DATA SECTION Block Start
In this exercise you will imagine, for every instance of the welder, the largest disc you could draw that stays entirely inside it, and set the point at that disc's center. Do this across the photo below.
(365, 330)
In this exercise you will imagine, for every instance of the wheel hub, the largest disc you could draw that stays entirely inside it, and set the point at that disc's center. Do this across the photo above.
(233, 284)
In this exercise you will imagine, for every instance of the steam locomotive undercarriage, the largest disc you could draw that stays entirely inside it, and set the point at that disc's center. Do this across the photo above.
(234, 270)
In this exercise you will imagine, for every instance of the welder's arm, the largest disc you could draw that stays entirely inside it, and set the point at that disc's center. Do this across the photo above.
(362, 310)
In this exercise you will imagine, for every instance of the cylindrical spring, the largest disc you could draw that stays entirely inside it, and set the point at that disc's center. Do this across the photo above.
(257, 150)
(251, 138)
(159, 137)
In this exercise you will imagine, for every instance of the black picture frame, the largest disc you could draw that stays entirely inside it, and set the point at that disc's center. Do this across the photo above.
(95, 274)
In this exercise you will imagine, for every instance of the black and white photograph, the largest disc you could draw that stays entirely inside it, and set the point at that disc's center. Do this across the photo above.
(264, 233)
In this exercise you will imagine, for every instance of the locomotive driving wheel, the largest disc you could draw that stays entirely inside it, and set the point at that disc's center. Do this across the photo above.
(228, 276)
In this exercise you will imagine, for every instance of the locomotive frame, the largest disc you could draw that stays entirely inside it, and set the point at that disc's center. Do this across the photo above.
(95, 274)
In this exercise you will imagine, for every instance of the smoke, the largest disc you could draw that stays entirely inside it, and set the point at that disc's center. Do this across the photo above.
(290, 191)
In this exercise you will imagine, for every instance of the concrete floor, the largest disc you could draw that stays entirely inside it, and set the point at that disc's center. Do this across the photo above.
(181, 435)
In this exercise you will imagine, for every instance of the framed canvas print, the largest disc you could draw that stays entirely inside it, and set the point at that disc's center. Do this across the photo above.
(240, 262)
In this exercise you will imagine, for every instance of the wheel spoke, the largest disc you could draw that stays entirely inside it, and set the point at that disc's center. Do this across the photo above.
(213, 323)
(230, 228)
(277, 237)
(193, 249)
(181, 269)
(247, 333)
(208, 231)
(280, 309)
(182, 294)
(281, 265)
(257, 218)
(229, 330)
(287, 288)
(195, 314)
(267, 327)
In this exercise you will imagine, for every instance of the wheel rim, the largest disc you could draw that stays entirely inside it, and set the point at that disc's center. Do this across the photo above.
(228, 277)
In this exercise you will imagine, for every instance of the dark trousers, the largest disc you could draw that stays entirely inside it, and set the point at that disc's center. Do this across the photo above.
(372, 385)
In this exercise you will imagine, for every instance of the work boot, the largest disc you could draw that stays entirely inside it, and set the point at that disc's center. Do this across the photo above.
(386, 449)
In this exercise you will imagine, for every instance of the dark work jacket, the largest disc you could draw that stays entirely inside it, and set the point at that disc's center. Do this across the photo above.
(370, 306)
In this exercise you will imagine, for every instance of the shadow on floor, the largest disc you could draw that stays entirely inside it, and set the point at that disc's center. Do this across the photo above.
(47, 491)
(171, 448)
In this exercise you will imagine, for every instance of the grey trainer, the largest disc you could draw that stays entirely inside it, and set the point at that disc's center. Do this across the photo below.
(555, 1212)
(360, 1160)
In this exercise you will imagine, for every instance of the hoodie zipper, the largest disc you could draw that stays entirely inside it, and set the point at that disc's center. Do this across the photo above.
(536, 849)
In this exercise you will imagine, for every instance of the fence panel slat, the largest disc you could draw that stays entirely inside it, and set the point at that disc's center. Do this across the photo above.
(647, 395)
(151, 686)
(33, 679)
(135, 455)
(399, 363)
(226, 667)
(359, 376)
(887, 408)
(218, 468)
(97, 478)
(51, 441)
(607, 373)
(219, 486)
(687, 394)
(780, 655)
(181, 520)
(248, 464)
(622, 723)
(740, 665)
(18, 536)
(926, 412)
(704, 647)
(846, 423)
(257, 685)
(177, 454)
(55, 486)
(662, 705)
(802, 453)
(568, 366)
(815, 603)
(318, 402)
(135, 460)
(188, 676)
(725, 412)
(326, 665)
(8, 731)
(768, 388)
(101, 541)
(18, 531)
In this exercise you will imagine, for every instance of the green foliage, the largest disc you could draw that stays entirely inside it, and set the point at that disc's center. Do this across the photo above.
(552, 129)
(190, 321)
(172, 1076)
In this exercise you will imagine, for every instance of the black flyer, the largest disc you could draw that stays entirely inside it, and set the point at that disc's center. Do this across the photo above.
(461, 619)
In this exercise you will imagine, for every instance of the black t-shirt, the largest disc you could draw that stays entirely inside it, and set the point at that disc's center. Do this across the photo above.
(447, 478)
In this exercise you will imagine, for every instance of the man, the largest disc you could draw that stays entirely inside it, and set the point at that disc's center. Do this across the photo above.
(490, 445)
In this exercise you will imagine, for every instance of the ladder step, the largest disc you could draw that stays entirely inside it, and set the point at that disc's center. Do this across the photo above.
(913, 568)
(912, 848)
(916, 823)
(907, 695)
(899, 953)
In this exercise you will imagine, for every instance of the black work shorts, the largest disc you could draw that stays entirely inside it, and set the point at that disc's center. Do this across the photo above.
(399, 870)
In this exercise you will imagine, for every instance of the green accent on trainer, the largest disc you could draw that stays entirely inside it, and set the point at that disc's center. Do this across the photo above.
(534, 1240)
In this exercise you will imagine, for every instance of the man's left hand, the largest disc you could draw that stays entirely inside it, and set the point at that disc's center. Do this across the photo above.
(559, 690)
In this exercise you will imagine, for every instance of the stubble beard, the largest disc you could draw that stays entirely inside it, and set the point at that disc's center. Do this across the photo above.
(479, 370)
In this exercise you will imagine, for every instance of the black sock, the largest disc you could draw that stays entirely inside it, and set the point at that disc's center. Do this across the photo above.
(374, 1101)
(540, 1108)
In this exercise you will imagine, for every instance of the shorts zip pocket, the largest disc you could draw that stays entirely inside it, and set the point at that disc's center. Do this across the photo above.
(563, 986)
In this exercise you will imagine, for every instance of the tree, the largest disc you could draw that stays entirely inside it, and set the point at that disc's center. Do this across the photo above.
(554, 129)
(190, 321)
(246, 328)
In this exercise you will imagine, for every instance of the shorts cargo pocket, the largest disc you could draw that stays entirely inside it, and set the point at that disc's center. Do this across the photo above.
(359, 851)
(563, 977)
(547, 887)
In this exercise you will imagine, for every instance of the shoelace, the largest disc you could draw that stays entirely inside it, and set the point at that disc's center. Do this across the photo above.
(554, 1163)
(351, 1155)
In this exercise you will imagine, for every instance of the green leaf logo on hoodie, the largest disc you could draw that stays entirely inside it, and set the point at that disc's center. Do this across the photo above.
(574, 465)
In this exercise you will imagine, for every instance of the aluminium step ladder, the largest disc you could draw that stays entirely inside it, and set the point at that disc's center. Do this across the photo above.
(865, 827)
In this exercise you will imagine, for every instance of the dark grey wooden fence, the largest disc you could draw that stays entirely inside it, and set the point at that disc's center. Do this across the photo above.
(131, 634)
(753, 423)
DATA SECTION Block End
* _WHAT YOU HAVE TO DO_: Transcribe each entry exactly.

* _RESPONSE TO THE TASK_:
In this exercise you will imagine, for every instance of the welder, the largest disc you could draw that stays entirely inside it, and set the point at that disc's center. Do this across the photo below.
(365, 330)
In this exercise you will imagine, for every instance of the wheel hub, the largest disc you could draw that stays entirely inside it, and set the point at that disc's center. Do this across the photo above.
(233, 284)
In this exercise you will imagine, for every instance of the steam locomotive undercarriage, the largest disc you could draw that stays entirely inside it, and set the point at that disc's center. Do this across the photo above.
(234, 270)
In this exercise you will imagine, for every instance of the welder's arm, the largest disc you could draw that stays entirely inside it, and set the point at that disc's center. Do this across the photo above.
(362, 310)
In this exercise you will imagine, for every instance of the cylindrical spring, the largest disc you could draw that stays entirely inside it, and set the point at that disc's center. Do this across the photo above.
(257, 150)
(251, 138)
(159, 137)
In this exercise you will imagine, for every instance of the black picture frame, the largest disc you could draw that stays entirely inside it, and set the point at that disc's center. Do this across the photo above.
(95, 274)
In this exercise you will imagine, for every instance of the black and white photograph, the largest disc you could draw that stays entirely inside it, and set the point at that disc's center. Do this across the photo above.
(264, 233)
In this exercise you will imagine, for every instance of the locomotive driving wheel, the largest disc you could draw that stays entirely inside it, and set the point at that disc's center. Do this across the photo above.
(228, 276)
In this exercise you will imagine, for every instance of the locomotive frame, the largest disc you could draw that stays entirely inside it, and set the point at that disc's center. Do this across the photo above.
(95, 274)
In this exercise you will imagine, for every instance of the smoke, the largest disc you could draw that stays entirely inside it, and set the point at that disc's center. Do this across the photo above.
(290, 191)
In this exercise you will imagine, for every instance of the concrete floor, the largest disc you could draw that stays entirely inside it, and set the point at that disc's center. Do this across the photo above.
(181, 435)
In this exercise you will imagine, for every instance of the framed canvas print, the largest disc you could draw that stays entirely inside it, and set the point at that disc's center. Do this across the photo above.
(240, 262)
In this exercise you will imagine, for every instance of the wheel spoke, the largest disc you could draw that stays entirely inside it, and set the point at that disc's center. Do this across the photo above.
(213, 323)
(230, 228)
(277, 237)
(193, 249)
(181, 269)
(247, 333)
(208, 231)
(280, 309)
(182, 294)
(281, 265)
(257, 218)
(229, 330)
(287, 288)
(195, 314)
(267, 327)
In this exercise you will imagine, for every instance of the wheel rim, the largest disc you could draw that stays entirely inside it, and set the point at that disc's center. Do this across the photo above.
(228, 277)
In this exercise you will imagine, for every instance of the dark trousers, the largest disc you could draw that stays entirely inside it, and set the point at that disc's center. Do this across the photo above.
(372, 385)
In this exercise you will imagine, for every instance of the work boot, the largest disc you could draw that stays entirely inside it, and set the point at that disc's center. Do this across the photo above.
(386, 449)
In this exercise you will imagine, for every instance of the dark work jacket, the largest disc you could draw that stays entirely inside it, and set the point at that disc's center. Do this across the photo above.
(370, 306)
In this exercise you will imagine, for every instance of the shadow on floor, the largest disc you could draw that stays entirely inside it, and set the point at that disc's center. Do this across the photo above.
(47, 491)
(171, 448)
In this exercise you will imagine, for every instance of the grey trainer, the largest disc you could draw that stays entirely inside it, and set the point at that disc's center. Do this across the photo below.
(555, 1212)
(360, 1160)
In this exercise you will imagine, for every instance of the hoodie zipper, the largest disc you could draw that stays entirely inside it, and set the point at that disc's center. Do this across the photo above.
(536, 849)
In this exercise you will imagine, for every instance of the fence panel slat, the largest disc you could draw that stays entirely inside it, and set the point at that disc's center. Do this across the photo above.
(647, 395)
(151, 686)
(33, 679)
(135, 455)
(399, 363)
(226, 667)
(359, 376)
(887, 408)
(218, 468)
(97, 478)
(51, 441)
(607, 373)
(219, 486)
(687, 394)
(780, 655)
(181, 520)
(248, 464)
(622, 723)
(740, 665)
(18, 536)
(926, 412)
(704, 647)
(846, 423)
(257, 685)
(177, 454)
(55, 486)
(662, 705)
(802, 453)
(568, 366)
(815, 603)
(318, 402)
(135, 460)
(188, 676)
(725, 412)
(326, 665)
(8, 731)
(768, 388)
(101, 541)
(18, 531)
In this exercise you will imagine, for every instance of the green foliage, the largest disc you could draw that stays entirely inside it, and set the point at that disc's center. Do this across the photo above.
(552, 129)
(190, 321)
(172, 1076)
In this exercise you will imagine, for every instance of the black flyer, the largest disc you could draw that stays entirely inside it, and set the point at that disc's center. Do this across the photo above.
(461, 619)
In this exercise you will imagine, for every instance of the black t-shirt, the largest disc you could draw that stays entirely inside it, and set the point at that disc's center. Do this across the photo above.
(447, 478)
In this exercise you will imagine, for every instance of the man, the largest disc you could draw that stays entirely inside it, and set the point at that disc's center. Do this across the photo above.
(490, 445)
In this exercise you will imagine, for every instance of the ladder step, the largest disc you could draw that stays entirely inside it, and set the point at that disc's center. Do this across the photo above.
(913, 568)
(912, 848)
(916, 823)
(907, 695)
(899, 953)
In this exercise you will imagine, for every instance of the black work shorts, the largest disc you could draw that stays entirely inside it, and set the point at that disc's center. Do this across the photo above.
(399, 870)
In this exercise you will imagine, for every instance of the green accent on trainer, the largest disc you could draw that stays entirely inside it, and set the point at that disc's center. Do this across the photo above.
(534, 1240)
In this exercise you will imagine, for every instance of the man's left hand, the largest disc you could draw that stays entirely inside it, and set the point at that disc's center. Do this across the photo above.
(559, 690)
In this exercise you will imagine, for every instance of the stubble beard, the largest disc you could draw that stays entirely inside it, and set the point at that disc's center. Do this across the photo above.
(479, 370)
In this exercise you will imagine, for every instance of the black sock, the largest disc you could draw that stays entirely inside it, and set the point at that disc's center. Do this across the photo above.
(374, 1101)
(540, 1108)
In this exercise you will imagine, for every instance of the shorts zip pocket, the largest disc you could draw that stays entirely inside it, and set the point at that disc's center. Do this across the photo above.
(563, 986)
In this exercise you will imagine, for every instance of the tree, the largest disc you could draw that stays entirely inside it, and set the point at that disc's center. Do this across the photo above.
(554, 129)
(190, 321)
(246, 328)
In this exercise you will imagine, for every instance of the shorts cargo pocket, the largest disc you could draw that stays entirely inside it, and set the point at that disc's center. Do this across the photo above.
(359, 851)
(563, 977)
(547, 887)
In this exercise you will imagine, for every instance of the shoelace, the largest disc you could draw that stays entirely inside it, and set the point at that disc's center. Do this across the photo above.
(554, 1163)
(351, 1155)
In this exercise you will imagine, for every instance of the green leaf logo on hoodie, the largest disc you could draw that stays entirely inside it, and set the point at that disc's center. Do this across the photo above.
(574, 465)
In this exercise you will imagine, for every instance of the aluminium step ladder, the largest disc you could draw that stays entirely inside it, and set the point at that disc's center. Do this across the photo above.
(865, 827)
In this exercise you will imagine, for every instance of the dark grey wooden fence, the largest disc you could draw that stays entirely inside it, and set the point at that disc's center. Do this across the photo above.
(131, 634)
(753, 423)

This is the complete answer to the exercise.